Directions for this task
Reproduce the listing below word for word, keeping every line in its original order.
—————
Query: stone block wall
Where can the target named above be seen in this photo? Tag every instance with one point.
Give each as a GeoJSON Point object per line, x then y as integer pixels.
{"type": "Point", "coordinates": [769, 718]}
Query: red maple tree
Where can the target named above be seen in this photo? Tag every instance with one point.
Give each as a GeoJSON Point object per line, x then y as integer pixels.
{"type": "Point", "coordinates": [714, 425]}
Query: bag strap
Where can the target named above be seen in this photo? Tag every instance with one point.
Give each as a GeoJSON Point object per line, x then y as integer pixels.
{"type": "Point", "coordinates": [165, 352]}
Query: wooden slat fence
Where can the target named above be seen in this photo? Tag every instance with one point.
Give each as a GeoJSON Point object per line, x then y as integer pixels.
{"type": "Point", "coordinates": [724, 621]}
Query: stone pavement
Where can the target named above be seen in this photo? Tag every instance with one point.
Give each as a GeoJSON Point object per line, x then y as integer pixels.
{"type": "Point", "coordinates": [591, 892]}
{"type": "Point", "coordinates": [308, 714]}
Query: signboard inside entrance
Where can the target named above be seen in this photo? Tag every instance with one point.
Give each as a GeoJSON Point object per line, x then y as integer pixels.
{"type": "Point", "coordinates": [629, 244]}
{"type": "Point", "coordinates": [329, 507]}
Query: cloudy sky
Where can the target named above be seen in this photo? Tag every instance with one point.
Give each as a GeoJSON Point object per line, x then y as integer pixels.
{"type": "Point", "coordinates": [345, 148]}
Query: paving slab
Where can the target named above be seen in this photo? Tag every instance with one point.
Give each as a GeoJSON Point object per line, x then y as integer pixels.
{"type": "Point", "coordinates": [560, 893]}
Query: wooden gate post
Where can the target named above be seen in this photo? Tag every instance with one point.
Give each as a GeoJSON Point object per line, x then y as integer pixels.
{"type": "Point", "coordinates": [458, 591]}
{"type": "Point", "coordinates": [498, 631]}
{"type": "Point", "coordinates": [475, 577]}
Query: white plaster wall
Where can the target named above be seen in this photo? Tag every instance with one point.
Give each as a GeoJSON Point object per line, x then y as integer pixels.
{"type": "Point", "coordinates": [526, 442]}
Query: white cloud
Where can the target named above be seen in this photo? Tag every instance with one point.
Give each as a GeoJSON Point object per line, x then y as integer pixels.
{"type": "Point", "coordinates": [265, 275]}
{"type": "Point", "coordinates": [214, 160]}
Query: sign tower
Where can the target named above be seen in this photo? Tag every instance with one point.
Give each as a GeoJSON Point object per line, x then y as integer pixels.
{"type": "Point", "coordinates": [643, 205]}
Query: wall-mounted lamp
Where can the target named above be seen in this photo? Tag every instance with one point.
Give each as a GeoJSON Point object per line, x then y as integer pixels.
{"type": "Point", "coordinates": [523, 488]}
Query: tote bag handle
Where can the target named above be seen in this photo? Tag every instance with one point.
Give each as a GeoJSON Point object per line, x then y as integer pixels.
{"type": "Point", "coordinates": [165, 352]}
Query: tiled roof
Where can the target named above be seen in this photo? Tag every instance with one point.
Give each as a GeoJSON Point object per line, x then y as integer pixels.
—————
Problem solution
Query: stone block wall
Where can the target named above be seen in this photo? Tag every instance with one point.
Give each as a GeoJSON Point object per line, x then y as integer pixels.
{"type": "Point", "coordinates": [769, 718]}
Query: red maple tree
Where can the target named above be seen in this photo? Tag every instance with one point.
Give each as a GeoJSON Point object per line, x then y as integer pixels.
{"type": "Point", "coordinates": [714, 425]}
Query: bag strap
Where can the target named above be seen in this photo? Tag every instance with one point.
Give each as a GeoJSON Point object per line, x then y as integer pixels.
{"type": "Point", "coordinates": [165, 352]}
Query: wooden slat fence
Where can the target named above be seen in this photo? Tag every instance with one point.
Give each as a GeoJSON Point object per line, x then y as integer pixels.
{"type": "Point", "coordinates": [724, 621]}
Query: stone pavement
Where can the target named above be seen in this photo? Tag every instance with one point.
Give each as a GeoJSON Point object per line, x then y as integer pixels.
{"type": "Point", "coordinates": [591, 892]}
{"type": "Point", "coordinates": [308, 714]}
Query: signboard inside entrance
Where can the target named above be seen in this photo? Tag every instance with one point.
Give each as a GeoJSON Point object per line, x then y as integer pixels.
{"type": "Point", "coordinates": [629, 244]}
{"type": "Point", "coordinates": [329, 507]}
Query: cloudy sky
Where can the target named above be seen in this photo? Tag every instance with one point.
Give each as a GeoJSON Point object per line, x then y as integer pixels.
{"type": "Point", "coordinates": [345, 148]}
Query: paving slab
Where can the target named above be seen in this photo? Tag every instance with one point.
Give each as a GeoJSON Point object per line, x then y as integer pixels.
{"type": "Point", "coordinates": [560, 893]}
Query: wooden gate post
Where can the target named above be seen in this photo? Tag every instance with one point.
Give each as a GeoJSON Point object per line, x then y as integer pixels.
{"type": "Point", "coordinates": [458, 591]}
{"type": "Point", "coordinates": [498, 631]}
{"type": "Point", "coordinates": [475, 577]}
Query: white plaster wall
Where can the target named above be seen in this photo? Tag every instance with one point.
Give each as a GeoJSON Point object per line, x then y as integer pixels.
{"type": "Point", "coordinates": [526, 442]}
Query: white cloud
Where can the target named above be seen in this photo? Tag every instance with one point.
Give each as a GeoJSON Point object per line, x then y as integer pixels.
{"type": "Point", "coordinates": [265, 275]}
{"type": "Point", "coordinates": [214, 160]}
Query: sign tower
Where can the target named above be seen in this photo? Tag every instance with one point.
Give each as a GeoJSON Point object per line, x then y as integer pixels.
{"type": "Point", "coordinates": [643, 205]}
Query: wall-mounted lamp
Where can the target named above be seen in this photo? Tag every instance with one point.
Give each as a GeoJSON Point object per line, x then y as integer pixels.
{"type": "Point", "coordinates": [523, 488]}
Query: tote bag handle
Where can the target named above be seen in this photo? Tag every instance with one point.
Give each as a GeoJSON Point object per line, x then y as integer pixels.
{"type": "Point", "coordinates": [165, 352]}
Query: tiled roof
Where can the target named above be seen in this photo? Tag every instance with one point.
Give each as a GeoJSON Point object per line, x then y as integer pixels.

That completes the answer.